1. Command 'ip link ... set nomaster' causes that ice_plug_aux_dev()
   is called from ice_service_task() context, aux device is created
   and associated device->lock is taken.
2. Command 'ip link ... set master...' calls ice's notifier under
   RTNL lock and that notifier calls ice_unplug_aux_dev(). That
   function tries to take aux device->lock but this is already taken
   by ice_plug_aux_dev() in step 1
3. Later ice_plug_aux_dev() tries to take RTNL lock but this is already
   taken in step 2
4. Dead-lock

The patch fixes this issue by following changes:
- Bit ICE_FLAG_PLUG_AUX_DEV is kept to be set during ice_plug_aux_dev()
  call in ice_service_task()
- The bit is checked in ice_clear_rdma_cap() and only if it is not set
  then ice_unplug_aux_dev() is called. If it is set (in other words
  plugging of aux device was requested and ice_plug_aux_dev() is
  potentially running) then the function only clears the bit
- Once ice_plug_aux_dev() call (in ice_service_task) is finished
  the bit ICE_FLAG_PLUG_AUX_DEV is cleared but it is also checked
  whether it was already cleared by ice_clear_rdma_cap(). If so then
  aux device is unplugged.

Signed-off-by: Ivan Vecera <ivecera@redhat.com>
Co-developed-by: Petr Oros <poros@redhat.com>
Signed-off-by: Petr Oros <poros@redhat.com>
Reviewed-by: Dave Ertman <david.m.ertman@intel.com>
Link: https://lore.kernel.org/r/20220310171641.3863659-1-ivecera@redhat.com
Signed-off-by: Jakub Kicinski <kuba@kernel.org>
Signed-off-by: Greg Kroah-Hartman <gregkh@linuxfoundation.org>
---
 drivers/net/ethernet/intel/ice/ice.h      |   11 ++++++++++-
 drivers/net/ethernet/intel/ice/ice_main.c |   12 +++++++++++-
 2 files changed, 21 insertions(+), 2 deletions(-)

Instruction 1:
Answer these from the deadlock patch text, one answer a line, marked as below:
(a) Which function is called from ice_service_task() context after the 'set nomaster' command?
(b) Under which lock does the ice notifier run in step 2?
(c) How many files changed, and how many insertions were made?

Given entries:

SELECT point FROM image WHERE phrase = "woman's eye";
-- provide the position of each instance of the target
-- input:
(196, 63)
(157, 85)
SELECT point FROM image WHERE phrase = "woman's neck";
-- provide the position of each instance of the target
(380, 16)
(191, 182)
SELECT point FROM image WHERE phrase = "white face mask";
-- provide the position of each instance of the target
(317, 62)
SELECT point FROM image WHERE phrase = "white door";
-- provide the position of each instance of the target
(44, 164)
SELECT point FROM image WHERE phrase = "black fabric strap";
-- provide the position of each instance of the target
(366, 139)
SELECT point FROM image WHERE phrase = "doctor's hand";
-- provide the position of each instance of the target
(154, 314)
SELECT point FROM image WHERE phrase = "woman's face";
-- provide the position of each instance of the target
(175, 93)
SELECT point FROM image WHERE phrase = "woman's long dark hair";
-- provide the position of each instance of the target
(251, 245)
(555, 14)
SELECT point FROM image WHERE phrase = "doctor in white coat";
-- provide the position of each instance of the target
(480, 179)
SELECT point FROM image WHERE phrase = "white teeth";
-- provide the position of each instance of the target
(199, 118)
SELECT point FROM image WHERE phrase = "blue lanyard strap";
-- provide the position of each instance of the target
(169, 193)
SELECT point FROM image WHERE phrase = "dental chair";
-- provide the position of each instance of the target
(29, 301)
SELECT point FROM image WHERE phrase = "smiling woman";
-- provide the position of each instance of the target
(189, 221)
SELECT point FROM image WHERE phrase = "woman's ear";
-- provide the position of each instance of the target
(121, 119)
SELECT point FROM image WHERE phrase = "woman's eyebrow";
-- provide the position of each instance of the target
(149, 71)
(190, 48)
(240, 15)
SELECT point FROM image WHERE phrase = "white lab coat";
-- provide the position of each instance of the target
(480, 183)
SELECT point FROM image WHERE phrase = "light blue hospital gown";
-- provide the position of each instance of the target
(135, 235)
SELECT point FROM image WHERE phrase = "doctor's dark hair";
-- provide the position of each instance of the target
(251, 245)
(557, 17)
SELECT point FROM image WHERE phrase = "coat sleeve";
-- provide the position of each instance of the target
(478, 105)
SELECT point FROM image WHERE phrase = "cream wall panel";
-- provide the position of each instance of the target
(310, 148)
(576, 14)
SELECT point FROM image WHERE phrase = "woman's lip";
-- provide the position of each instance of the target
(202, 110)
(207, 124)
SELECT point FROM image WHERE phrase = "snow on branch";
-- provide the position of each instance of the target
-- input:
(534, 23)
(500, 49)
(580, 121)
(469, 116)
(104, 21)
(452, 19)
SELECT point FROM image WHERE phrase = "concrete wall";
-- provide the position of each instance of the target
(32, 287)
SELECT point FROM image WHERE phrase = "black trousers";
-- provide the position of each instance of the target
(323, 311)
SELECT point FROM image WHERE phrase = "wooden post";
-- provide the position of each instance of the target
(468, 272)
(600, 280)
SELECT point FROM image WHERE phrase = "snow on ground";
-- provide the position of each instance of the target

Instruction 2: Gather every line of the records that contains the string "strap". Case counts.

Task answer 1:
(a) ice_plug_aux_dev()
(b) The RTNL lock
(c) 2 files changed, with 21 insertions

Task answer 2:
SELECT point FROM image WHERE phrase = "black fabric strap";
SELECT point FROM image WHERE phrase = "blue lanyard strap";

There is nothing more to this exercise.